TEXT:
<<<<

"You do the best you can with what you've got" - doc, on discussing first aid in remote areas.
Last week I was on a first aid training course, specifically the Exmed Challenging Environment Emergency Response course, which could be subtitled "first aid for when 999 isn't an option". It could, should, also be subtitled "first aid for ex-forces types who work in Hostile Environments, a precursor to the Medicine In Remote Areas course".
It was a very interesting week where I learned a lot, and thank to Gil - remembered stuff I'd been taught before, which has left me with a feeling that in the event of a Bad Day I know enough to do something useful, although with an acceptance that it may not be enough.
It has also left me with a feeling that I need to learn more basics, as the course covered a lot of things like shooting wounds and IED injuries, but not a lot in terms of bandaging a sprained ankle. It also assumes (to a point) that you've got some basic kit with you (OP and NP airways, for example), which given their target customer is fair.
If I had the time I'd like to do the Exmed Travel and Expedition Medicine course before I go walkabout, but the timing doesn't work. I suspect it is the type of thing I'll do once I return, in part in preparation for my next adventure and in part because I find first response / medicine interesting, although it's not type of thing I could do for a living. Well, not directly.

>>>>

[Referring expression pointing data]
<<<<

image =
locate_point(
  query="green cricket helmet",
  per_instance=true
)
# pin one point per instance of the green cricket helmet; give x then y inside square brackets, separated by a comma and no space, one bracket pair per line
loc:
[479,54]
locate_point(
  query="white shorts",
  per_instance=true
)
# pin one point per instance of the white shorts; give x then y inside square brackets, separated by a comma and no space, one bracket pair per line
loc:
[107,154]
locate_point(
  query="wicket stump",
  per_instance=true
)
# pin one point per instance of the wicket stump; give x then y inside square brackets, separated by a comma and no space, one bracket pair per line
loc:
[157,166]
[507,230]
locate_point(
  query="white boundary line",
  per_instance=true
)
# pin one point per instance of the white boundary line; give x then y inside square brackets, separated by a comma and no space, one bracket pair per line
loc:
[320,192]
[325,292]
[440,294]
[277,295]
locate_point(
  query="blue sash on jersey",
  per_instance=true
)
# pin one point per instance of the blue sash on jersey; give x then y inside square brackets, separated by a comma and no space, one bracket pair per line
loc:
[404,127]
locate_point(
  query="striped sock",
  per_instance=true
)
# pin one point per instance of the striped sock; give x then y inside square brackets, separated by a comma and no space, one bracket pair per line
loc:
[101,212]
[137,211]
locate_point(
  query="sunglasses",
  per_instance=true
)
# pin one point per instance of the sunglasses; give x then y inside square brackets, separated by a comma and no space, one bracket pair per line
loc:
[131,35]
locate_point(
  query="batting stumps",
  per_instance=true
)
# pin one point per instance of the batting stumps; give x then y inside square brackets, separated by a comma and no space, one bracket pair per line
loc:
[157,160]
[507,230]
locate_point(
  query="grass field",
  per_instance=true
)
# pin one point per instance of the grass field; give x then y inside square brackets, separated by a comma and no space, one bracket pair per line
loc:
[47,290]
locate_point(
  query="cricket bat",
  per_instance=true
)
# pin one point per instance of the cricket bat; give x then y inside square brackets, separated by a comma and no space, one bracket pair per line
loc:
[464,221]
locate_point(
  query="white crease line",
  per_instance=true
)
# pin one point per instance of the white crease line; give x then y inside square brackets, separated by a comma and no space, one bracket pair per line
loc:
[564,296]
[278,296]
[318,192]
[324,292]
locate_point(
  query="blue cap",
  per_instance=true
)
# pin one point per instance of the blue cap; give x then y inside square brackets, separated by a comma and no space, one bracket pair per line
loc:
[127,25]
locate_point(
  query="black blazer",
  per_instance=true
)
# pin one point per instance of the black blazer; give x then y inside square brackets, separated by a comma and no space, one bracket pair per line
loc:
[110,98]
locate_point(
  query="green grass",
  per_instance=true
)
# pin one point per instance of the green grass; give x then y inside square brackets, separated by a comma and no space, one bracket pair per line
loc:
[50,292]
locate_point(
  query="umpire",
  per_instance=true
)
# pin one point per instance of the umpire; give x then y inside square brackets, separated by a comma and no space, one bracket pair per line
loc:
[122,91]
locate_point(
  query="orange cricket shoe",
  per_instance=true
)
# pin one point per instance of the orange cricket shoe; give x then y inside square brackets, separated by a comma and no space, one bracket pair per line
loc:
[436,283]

>>>>

EXERCISE OBJECTIVE:
Write out the full text about the first aid course word for word. Rely only on the text about the first aid course.

FINISHED TASK:
"You do the best you can with what you've got" - doc, on discussing first aid in remote areas.
Last week I was on a first aid training course, specifically the Exmed Challenging Environment Emergency Response course, which could be subtitled "first aid for when 999 isn't an option". It could, should, also be subtitled "first aid for ex-forces types who work in Hostile Environments, a precursor to the Medicine In Remote Areas course".
It was a very interesting week where I learned a lot, and thank to Gil - remembered stuff I'd been taught before, which has left me with a feeling that in the event of a Bad Day I know enough to do something useful, although with an acceptance that it may not be enough.
It has also left me with a feeling that I need to learn more basics, as the course covered a lot of things like shooting wounds and IED injuries, but not a lot in terms of bandaging a sprained ankle. It also assumes (to a point) that you've got some basic kit with you (OP and NP airways, for example), which given their target customer is fair.
If I had the time I'd like to do the Exmed Travel and Expedition Medicine course before I go walkabout, but the timing doesn't work. I suspect it is the type of thing I'll do once I return, in part in preparation for my next adventure and in part because I find first response / medicine interesting, although it's not type of thing I could do for a living. Well, not directly.